### 作業内容 1
シェフ・コンクールに関する本文から、出場者の氏名をすべて書き出せ。

### 本文
==================================================

優秀な若手料理人の発掘と広島の食の魅力の向上を図るため、若手料理人を対象に開かれている「ひろしま料理人コンクール」。2014年から西洋料理の部門「ひろしまシェフ・コンクール」が始まり、翌2015年から和食部門の「ひろしま和食料理人コンクール」がスタートした。

両コンクール共に、成績優秀者には国内外の料理店などでの修業費用を支援。これまでにのべ50名以上の成績優秀者を輩出してきた。修業を経た者の中には、県内ホテルの料理長として活躍したり、オーナーシェフになって独立新規開店するなどの成功者もおり、大きな成果をあげている。

今年もまた、夢への切符をつかみ取りたいと各地から若手料理人が集結。「広島酔心調理製菓専門学校」を舞台に、「第10回ひろしまシェフ・コンクール」が執り行われた。

 

出場者(順不同、敬称略)

リーガロイヤルホテル広島 迫谷心

・瀬戸内醸造所 寿浦圭市

・ホテルグランヴィア広島 武内浩

・リーガロイヤルホテル広島 濱野寛大

・ヒルトンホテル広島 檜垣貴宏

・グリシーヌ 藤井祥吾

・MORETHAN HIROSHIMA 山谷耕太

 

実技審査員(順不同、敬称略)

・日本ホテル 総括名誉総料理長 中村勝宏

・オフィスオオサワ 大沢晴美

・レストラン タテルヨシノ 吉野建

・ル・トリスケル 勇崎元浩

・ラ・セッテ 北村英紀

・広島県飲食業生活衛生同業組合もみじ支部支部長 山口数広

・県知事 湯﨑英彦

 

この日の課題は県産食材(真鯛とじゃがいも)を使った西洋料理で、前菜とメインの2品。調理用具の使い方や時間配分などについての簡単な諸注意を含めた開会式を経て、早速実技審査が開始された。

==================================================

### 表示データ
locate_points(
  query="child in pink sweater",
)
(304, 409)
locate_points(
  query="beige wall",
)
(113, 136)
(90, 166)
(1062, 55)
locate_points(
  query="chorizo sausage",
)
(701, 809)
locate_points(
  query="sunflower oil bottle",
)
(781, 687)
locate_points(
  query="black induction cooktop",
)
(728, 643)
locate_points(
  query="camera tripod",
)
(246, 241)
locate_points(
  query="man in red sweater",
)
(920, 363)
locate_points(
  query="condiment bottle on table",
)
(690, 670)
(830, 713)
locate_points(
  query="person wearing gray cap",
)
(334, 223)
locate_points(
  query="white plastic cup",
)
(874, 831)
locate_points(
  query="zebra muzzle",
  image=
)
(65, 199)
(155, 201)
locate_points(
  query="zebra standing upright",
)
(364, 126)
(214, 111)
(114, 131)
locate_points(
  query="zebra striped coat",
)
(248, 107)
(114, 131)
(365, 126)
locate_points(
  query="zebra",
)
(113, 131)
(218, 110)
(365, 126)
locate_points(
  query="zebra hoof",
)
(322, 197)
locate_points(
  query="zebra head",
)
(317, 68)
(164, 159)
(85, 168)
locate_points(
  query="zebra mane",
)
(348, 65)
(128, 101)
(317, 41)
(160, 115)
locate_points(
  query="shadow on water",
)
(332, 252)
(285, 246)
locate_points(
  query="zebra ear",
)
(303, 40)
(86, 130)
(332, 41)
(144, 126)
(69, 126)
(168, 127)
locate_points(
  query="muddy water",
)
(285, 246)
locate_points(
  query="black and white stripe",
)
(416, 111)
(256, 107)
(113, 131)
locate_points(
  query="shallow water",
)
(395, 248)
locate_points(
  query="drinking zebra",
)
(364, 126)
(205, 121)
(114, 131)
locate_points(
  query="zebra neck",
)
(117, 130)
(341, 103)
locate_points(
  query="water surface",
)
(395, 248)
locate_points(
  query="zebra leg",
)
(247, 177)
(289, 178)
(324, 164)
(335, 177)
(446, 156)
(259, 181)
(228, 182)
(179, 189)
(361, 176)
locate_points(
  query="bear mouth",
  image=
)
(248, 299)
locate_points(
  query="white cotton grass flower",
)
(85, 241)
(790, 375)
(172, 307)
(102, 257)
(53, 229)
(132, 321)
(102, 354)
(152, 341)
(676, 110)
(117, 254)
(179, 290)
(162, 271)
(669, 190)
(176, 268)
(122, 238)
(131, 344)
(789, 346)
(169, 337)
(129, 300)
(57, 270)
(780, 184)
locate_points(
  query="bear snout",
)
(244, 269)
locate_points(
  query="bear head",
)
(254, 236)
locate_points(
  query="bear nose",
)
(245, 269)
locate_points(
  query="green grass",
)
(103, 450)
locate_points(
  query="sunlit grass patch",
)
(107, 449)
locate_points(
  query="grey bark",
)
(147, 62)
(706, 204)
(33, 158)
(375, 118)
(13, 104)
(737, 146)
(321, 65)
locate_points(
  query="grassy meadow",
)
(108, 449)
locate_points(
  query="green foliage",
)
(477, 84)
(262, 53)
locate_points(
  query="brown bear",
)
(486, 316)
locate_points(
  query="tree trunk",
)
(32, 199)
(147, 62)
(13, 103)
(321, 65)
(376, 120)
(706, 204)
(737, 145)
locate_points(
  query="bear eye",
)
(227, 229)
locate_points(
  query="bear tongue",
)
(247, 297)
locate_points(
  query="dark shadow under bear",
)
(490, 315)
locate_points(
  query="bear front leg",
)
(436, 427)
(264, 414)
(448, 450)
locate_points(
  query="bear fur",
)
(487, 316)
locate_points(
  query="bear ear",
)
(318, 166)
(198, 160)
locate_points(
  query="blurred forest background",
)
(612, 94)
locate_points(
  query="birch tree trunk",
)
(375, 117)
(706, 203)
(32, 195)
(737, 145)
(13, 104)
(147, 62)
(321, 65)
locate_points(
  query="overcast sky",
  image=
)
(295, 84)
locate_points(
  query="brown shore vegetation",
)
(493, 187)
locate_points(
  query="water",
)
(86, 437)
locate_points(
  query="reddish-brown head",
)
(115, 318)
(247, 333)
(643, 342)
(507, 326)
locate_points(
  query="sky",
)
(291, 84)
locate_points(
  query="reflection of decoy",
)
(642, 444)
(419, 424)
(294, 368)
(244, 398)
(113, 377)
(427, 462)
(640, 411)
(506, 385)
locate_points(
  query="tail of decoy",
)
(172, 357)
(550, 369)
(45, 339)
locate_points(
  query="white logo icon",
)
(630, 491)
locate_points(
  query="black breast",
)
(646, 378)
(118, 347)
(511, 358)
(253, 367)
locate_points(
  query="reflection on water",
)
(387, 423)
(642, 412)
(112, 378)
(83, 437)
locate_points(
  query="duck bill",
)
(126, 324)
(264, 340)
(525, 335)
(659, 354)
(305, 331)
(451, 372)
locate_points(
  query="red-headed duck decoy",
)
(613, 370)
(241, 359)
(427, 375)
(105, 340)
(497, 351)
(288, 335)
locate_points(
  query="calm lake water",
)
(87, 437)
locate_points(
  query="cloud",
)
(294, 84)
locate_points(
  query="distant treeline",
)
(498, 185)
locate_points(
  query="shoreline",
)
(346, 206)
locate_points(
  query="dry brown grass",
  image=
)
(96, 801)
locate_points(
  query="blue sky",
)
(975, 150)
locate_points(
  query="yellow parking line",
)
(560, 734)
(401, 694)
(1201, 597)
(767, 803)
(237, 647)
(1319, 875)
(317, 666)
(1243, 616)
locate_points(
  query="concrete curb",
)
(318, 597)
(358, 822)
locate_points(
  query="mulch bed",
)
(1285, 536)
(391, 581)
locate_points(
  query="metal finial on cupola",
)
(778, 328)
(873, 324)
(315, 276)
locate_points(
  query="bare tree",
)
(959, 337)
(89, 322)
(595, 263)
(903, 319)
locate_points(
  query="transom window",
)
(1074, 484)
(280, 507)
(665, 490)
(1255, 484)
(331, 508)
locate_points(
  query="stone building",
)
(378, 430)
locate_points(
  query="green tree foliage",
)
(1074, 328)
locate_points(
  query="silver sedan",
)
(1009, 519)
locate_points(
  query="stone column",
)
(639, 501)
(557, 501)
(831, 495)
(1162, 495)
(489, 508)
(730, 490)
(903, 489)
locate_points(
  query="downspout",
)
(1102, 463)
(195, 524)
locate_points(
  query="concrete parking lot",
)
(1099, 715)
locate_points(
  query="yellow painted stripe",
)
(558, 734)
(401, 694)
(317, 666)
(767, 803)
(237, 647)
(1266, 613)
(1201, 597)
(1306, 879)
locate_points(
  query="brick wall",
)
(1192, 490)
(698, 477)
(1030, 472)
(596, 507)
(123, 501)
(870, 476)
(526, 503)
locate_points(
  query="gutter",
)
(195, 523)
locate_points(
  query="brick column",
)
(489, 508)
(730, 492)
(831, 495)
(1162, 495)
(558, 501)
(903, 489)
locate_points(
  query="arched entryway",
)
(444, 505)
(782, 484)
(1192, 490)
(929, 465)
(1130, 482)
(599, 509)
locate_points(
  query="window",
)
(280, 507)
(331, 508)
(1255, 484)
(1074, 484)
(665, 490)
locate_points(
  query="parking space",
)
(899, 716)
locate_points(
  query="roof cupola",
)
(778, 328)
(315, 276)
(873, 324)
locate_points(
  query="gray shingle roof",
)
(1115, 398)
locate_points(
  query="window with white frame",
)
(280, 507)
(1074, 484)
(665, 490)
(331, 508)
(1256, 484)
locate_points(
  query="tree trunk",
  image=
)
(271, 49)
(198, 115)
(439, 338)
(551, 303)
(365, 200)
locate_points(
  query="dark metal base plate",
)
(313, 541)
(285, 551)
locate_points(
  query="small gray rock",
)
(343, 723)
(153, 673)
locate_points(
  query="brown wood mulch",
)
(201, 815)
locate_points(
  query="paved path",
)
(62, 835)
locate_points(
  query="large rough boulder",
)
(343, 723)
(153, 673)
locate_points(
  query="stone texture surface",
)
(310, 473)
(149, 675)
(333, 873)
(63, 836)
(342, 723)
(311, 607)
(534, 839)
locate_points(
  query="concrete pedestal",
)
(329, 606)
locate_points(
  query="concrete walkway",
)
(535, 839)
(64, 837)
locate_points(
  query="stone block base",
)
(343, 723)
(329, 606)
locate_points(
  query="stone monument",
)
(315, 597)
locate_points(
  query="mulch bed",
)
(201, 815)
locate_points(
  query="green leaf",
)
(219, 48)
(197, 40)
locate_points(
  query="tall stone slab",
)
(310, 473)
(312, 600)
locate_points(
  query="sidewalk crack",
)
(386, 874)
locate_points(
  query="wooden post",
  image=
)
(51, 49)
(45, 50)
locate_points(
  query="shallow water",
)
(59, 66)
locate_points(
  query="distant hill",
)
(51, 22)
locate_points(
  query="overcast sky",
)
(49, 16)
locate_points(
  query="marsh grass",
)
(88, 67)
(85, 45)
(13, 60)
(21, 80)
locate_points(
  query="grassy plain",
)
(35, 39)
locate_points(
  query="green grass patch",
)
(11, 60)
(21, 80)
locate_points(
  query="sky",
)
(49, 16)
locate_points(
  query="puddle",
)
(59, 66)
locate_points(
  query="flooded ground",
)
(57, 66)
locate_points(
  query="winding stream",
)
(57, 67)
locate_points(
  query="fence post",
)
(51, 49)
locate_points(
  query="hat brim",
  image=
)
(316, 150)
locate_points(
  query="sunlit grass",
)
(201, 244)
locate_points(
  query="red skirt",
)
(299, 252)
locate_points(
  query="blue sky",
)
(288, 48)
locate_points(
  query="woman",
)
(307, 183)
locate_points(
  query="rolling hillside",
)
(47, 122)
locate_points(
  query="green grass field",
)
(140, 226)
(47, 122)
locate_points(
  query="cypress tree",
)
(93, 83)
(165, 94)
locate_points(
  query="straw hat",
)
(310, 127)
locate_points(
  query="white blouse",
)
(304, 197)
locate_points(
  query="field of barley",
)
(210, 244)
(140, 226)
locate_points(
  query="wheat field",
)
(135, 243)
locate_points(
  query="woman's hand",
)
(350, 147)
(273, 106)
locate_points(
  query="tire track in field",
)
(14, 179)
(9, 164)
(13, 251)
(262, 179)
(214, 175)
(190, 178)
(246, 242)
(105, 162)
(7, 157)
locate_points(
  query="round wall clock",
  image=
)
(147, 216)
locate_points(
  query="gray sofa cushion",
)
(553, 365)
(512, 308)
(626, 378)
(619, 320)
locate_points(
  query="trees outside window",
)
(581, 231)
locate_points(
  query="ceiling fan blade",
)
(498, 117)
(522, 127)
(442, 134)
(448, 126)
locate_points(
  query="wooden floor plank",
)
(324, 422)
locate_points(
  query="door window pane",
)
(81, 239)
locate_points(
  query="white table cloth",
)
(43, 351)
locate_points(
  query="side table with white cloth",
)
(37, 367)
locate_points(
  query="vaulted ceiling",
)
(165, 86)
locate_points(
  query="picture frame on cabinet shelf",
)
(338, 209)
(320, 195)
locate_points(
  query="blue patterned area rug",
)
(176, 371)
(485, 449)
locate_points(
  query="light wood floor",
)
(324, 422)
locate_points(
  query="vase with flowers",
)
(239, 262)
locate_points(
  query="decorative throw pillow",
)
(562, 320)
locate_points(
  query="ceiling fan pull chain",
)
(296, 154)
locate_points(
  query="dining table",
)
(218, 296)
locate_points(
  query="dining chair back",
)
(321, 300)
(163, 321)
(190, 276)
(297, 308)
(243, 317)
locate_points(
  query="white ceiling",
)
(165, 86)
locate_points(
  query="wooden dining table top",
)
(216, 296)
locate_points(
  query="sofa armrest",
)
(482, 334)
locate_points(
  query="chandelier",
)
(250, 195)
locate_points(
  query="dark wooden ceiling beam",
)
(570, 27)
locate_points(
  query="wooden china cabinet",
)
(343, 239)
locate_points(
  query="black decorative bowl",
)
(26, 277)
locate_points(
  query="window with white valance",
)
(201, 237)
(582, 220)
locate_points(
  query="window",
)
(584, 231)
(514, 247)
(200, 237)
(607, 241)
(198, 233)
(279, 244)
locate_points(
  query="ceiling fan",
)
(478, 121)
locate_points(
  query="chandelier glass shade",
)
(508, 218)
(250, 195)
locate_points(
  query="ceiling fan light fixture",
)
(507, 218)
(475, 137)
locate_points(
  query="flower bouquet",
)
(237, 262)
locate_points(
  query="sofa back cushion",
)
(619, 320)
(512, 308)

==================================================

### 作業内容 2
上のデータで "green" という文字列を含む行を数え、その数だけを答えよ。

### 出力全文 1
迫谷心
寿浦圭市
武内浩
濱野寛大
檜垣貴宏
藤井祥吾
山谷耕太

### 出力全文 2
6